DATASET EXCERPTS ::
>> Begin
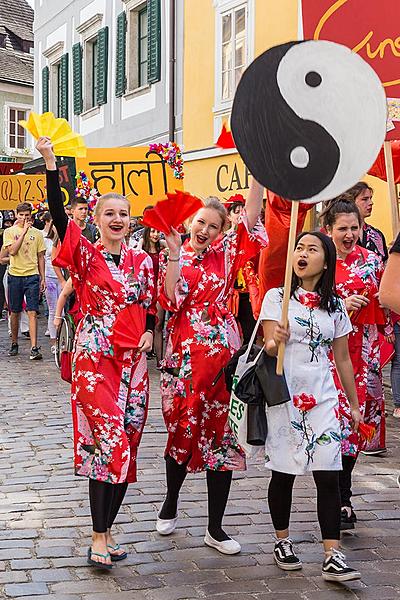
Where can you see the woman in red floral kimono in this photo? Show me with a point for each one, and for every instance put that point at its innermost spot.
(195, 283)
(358, 274)
(109, 383)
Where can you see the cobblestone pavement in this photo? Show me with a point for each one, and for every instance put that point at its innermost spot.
(45, 522)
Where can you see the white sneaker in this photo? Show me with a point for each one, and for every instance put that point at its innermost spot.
(166, 526)
(226, 547)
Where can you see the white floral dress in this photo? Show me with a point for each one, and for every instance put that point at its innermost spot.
(304, 435)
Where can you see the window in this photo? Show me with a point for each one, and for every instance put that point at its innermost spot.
(234, 51)
(16, 134)
(90, 66)
(91, 69)
(137, 56)
(142, 47)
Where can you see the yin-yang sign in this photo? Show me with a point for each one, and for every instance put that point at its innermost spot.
(309, 119)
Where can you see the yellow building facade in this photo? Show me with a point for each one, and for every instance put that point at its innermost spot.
(221, 38)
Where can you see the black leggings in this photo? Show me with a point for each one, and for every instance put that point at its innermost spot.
(218, 486)
(328, 501)
(105, 502)
(348, 463)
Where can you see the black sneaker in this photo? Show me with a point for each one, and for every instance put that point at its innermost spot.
(35, 353)
(13, 351)
(335, 568)
(347, 518)
(284, 556)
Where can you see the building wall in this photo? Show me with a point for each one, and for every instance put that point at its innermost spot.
(135, 119)
(209, 170)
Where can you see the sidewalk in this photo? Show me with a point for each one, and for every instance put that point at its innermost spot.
(45, 519)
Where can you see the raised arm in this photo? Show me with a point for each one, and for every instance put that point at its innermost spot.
(54, 194)
(254, 202)
(389, 291)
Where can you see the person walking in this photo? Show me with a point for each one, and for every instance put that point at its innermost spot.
(26, 275)
(358, 275)
(304, 434)
(110, 381)
(53, 286)
(195, 282)
(152, 243)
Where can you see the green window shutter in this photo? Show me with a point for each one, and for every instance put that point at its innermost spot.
(102, 65)
(45, 89)
(154, 40)
(120, 79)
(63, 91)
(77, 77)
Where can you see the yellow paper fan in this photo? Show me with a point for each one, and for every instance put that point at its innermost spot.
(65, 141)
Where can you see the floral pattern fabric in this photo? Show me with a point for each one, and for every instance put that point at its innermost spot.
(304, 435)
(361, 273)
(202, 336)
(109, 391)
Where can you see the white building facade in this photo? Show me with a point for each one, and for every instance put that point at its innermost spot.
(107, 67)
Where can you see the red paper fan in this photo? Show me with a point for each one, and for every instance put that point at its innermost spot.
(172, 211)
(225, 139)
(128, 327)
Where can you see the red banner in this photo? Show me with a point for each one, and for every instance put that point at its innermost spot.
(368, 27)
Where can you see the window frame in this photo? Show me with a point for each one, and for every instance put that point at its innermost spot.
(28, 143)
(88, 34)
(133, 8)
(222, 107)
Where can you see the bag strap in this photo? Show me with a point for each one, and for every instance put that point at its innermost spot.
(253, 337)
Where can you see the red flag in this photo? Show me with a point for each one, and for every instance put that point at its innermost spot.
(378, 169)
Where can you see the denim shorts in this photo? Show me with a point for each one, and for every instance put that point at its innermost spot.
(23, 287)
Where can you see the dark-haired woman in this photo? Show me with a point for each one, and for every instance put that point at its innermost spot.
(195, 282)
(304, 434)
(152, 243)
(358, 275)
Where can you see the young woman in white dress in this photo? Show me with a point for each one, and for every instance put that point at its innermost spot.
(304, 434)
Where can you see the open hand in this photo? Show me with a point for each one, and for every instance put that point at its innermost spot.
(281, 334)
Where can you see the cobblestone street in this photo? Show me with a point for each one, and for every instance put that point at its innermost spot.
(45, 519)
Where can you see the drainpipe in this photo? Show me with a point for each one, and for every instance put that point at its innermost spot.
(172, 63)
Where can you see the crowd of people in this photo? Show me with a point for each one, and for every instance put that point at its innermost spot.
(192, 297)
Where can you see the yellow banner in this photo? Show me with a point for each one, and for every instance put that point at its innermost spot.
(15, 189)
(140, 175)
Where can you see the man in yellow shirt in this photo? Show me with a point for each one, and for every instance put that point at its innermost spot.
(26, 275)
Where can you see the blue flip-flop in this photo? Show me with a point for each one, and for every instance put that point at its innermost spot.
(95, 563)
(117, 557)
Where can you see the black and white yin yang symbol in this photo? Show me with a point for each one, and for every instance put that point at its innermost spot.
(309, 119)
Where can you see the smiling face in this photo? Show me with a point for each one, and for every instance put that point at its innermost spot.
(79, 212)
(206, 227)
(113, 219)
(234, 215)
(345, 233)
(309, 258)
(23, 217)
(365, 203)
(154, 235)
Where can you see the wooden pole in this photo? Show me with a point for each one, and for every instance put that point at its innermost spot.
(392, 188)
(288, 281)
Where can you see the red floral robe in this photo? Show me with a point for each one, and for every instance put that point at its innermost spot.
(202, 336)
(361, 273)
(110, 382)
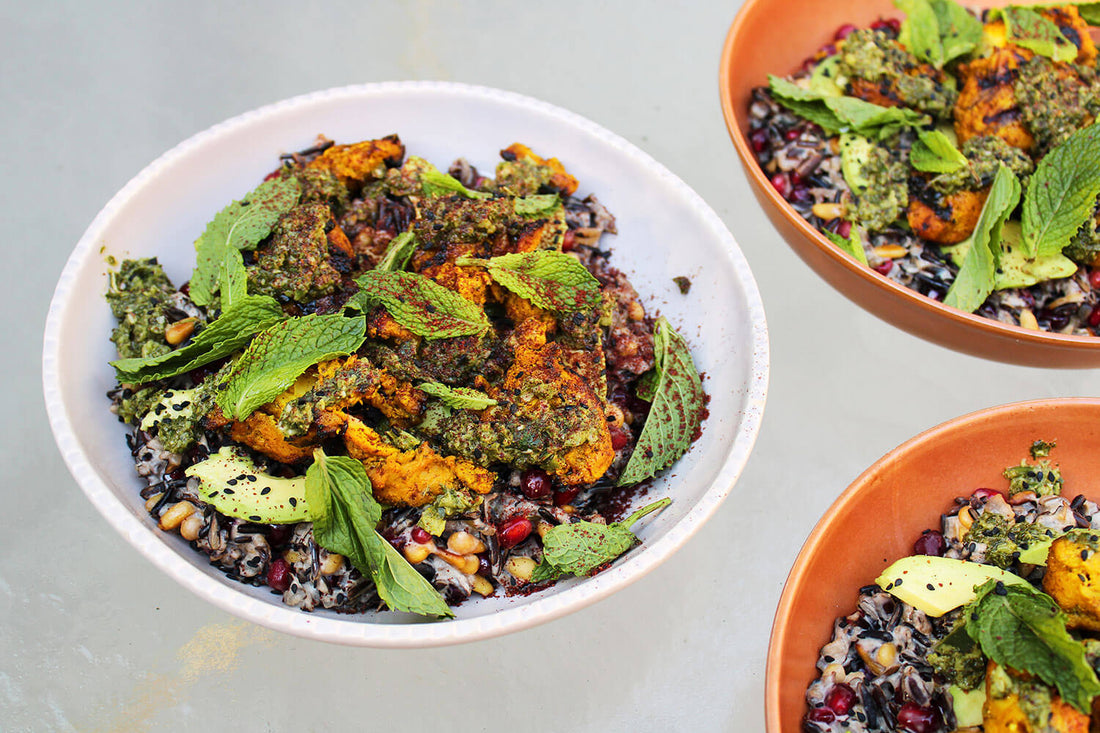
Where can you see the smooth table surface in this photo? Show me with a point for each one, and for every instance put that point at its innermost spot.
(94, 638)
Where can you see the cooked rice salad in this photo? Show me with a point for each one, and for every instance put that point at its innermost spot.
(389, 387)
(934, 648)
(958, 159)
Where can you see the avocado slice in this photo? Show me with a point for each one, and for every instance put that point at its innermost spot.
(1016, 269)
(229, 480)
(967, 704)
(938, 584)
(855, 153)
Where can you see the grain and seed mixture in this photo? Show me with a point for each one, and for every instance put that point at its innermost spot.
(892, 666)
(387, 386)
(928, 152)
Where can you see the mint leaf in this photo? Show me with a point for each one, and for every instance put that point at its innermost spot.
(1090, 12)
(233, 281)
(920, 31)
(677, 408)
(345, 515)
(553, 281)
(978, 272)
(241, 225)
(1021, 627)
(228, 334)
(1063, 193)
(581, 547)
(853, 244)
(421, 305)
(843, 113)
(279, 354)
(1027, 29)
(458, 397)
(437, 183)
(398, 253)
(537, 206)
(934, 152)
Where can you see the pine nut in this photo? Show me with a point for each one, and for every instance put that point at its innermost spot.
(1027, 320)
(463, 543)
(178, 331)
(331, 564)
(827, 211)
(191, 526)
(174, 516)
(416, 553)
(890, 251)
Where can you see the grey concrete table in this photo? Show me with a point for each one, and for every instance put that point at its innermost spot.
(95, 638)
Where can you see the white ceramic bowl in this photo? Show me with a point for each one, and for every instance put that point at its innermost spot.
(664, 230)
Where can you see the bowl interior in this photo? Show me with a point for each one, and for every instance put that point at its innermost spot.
(774, 36)
(163, 210)
(878, 517)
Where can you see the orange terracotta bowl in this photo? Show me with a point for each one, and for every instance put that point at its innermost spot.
(773, 36)
(877, 520)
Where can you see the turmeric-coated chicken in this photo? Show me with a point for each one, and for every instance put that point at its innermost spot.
(1005, 712)
(1073, 577)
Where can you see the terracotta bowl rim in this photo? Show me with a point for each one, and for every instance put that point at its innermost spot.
(853, 495)
(931, 307)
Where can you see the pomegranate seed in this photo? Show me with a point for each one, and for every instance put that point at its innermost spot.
(840, 699)
(564, 496)
(278, 575)
(844, 32)
(279, 534)
(759, 140)
(514, 532)
(781, 184)
(535, 483)
(930, 543)
(801, 195)
(916, 719)
(821, 715)
(619, 438)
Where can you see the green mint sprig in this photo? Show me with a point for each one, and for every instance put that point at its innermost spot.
(279, 354)
(677, 409)
(1021, 627)
(553, 281)
(1063, 193)
(458, 397)
(345, 514)
(1025, 28)
(242, 225)
(934, 152)
(421, 305)
(398, 253)
(837, 115)
(978, 272)
(937, 31)
(581, 547)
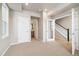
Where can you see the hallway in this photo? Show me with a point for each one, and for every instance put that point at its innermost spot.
(37, 48)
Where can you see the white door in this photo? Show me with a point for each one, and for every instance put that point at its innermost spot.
(24, 29)
(51, 30)
(75, 18)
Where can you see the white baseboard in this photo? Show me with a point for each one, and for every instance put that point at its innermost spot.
(5, 50)
(18, 43)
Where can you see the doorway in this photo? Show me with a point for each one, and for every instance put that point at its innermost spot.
(63, 31)
(34, 28)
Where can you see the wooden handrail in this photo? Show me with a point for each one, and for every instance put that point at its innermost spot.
(61, 26)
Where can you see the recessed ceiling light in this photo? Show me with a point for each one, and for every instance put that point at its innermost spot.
(45, 9)
(26, 4)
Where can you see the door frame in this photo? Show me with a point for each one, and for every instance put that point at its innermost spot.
(37, 18)
(53, 20)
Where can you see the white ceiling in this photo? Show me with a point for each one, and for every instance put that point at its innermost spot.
(52, 8)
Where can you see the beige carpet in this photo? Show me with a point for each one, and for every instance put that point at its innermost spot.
(37, 48)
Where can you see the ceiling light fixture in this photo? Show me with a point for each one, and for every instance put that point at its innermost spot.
(26, 4)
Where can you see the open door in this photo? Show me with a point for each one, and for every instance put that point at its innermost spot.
(51, 30)
(24, 29)
(75, 40)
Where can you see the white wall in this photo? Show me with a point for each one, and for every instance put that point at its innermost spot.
>> End
PROBLEM REQUIREMENTS ::
Produce an exact repeat of the lines from the one containing "Where can you see the door frame" through the last line of the data, and nothing more.

FULL OUTPUT ::
Where can you see the door frame in this photo? Show me with a point for each one, and for every instance put that point at its innermost spot.
(37, 18)
(53, 20)
Where can you see the white ceiling in this photo? Show me with a point for each one, and for every instance put that point at its innermost spot.
(52, 8)
Where can you see the beige carpet in this photo? Show me with a point for each one, and for every instance put that point at its innermost spot.
(37, 48)
Where can you see the ceiling light fixture in this photo? Show me with a point for each one, and for every instance put that point at its innermost spot.
(26, 4)
Where can you see the open door in this photo? Show me with a point for each one, and for every instance put that point at its innermost spot.
(51, 30)
(24, 29)
(75, 40)
Where can you see the white wall in this photo? Show me with a point for each one, and for every instance put that point at its innermost spot.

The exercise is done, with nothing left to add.